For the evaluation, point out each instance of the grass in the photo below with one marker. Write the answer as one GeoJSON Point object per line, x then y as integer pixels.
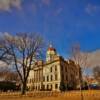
{"type": "Point", "coordinates": [73, 95]}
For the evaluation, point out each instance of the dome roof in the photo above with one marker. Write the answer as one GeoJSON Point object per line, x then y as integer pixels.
{"type": "Point", "coordinates": [50, 48]}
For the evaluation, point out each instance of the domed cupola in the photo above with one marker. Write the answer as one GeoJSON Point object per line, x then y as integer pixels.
{"type": "Point", "coordinates": [51, 52]}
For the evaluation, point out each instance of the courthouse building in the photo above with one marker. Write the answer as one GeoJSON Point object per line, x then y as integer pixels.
{"type": "Point", "coordinates": [53, 73]}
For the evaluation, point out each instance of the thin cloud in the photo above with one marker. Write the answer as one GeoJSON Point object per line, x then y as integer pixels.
{"type": "Point", "coordinates": [58, 11]}
{"type": "Point", "coordinates": [91, 9]}
{"type": "Point", "coordinates": [46, 2]}
{"type": "Point", "coordinates": [6, 5]}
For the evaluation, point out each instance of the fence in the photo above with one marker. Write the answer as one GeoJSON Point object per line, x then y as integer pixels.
{"type": "Point", "coordinates": [74, 94]}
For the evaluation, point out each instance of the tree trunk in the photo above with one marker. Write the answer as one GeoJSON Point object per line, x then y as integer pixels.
{"type": "Point", "coordinates": [23, 88]}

^^^^

**Directions for this task**
Rewrite all the data above as a numbered list with one line per item, skipping blank lines and leaving out the picture.

**The solution**
1. For the evaluation, point out each instance of the grass in the photo below with one marker. Write the answer as one GeoJSON Point object per line, x then y as integer pixels.
2. {"type": "Point", "coordinates": [73, 95]}
3. For the evaluation, point out each instance of the dome roof in the photo above with one marker. Write the answer as one GeoJSON Point object per line, x then y as integer pixels.
4. {"type": "Point", "coordinates": [50, 48]}
5. For the evaluation, point out each instance of the domed cupola in the photo above with one marker. Write the answer as one GeoJSON Point object per line, x then y as integer pixels.
6. {"type": "Point", "coordinates": [51, 52]}
7. For the evaluation, point out each instance of the courthouse building in the photo above with one marker. Write the answer as one GeoJSON Point object per line, x then y as integer pixels.
8. {"type": "Point", "coordinates": [53, 73]}
9. For the evaluation, point out each instance of the thin cloud in the photo above with one marker. Write the answer as one GeoJSON Point object per line, x then y as integer pixels.
10. {"type": "Point", "coordinates": [58, 11]}
11. {"type": "Point", "coordinates": [91, 9]}
12. {"type": "Point", "coordinates": [46, 2]}
13. {"type": "Point", "coordinates": [6, 5]}
14. For the evaluation, point out each instance of the fence in the photo above with one marker. Write the answer as one GeoJSON Point object per line, x then y as integer pixels.
15. {"type": "Point", "coordinates": [74, 94]}
16. For the evaluation, point out each instance of the tree trunk in the photo above with one marker. Write the answer as one GeoJSON Point object per line, x then y as integer pixels.
17. {"type": "Point", "coordinates": [23, 88]}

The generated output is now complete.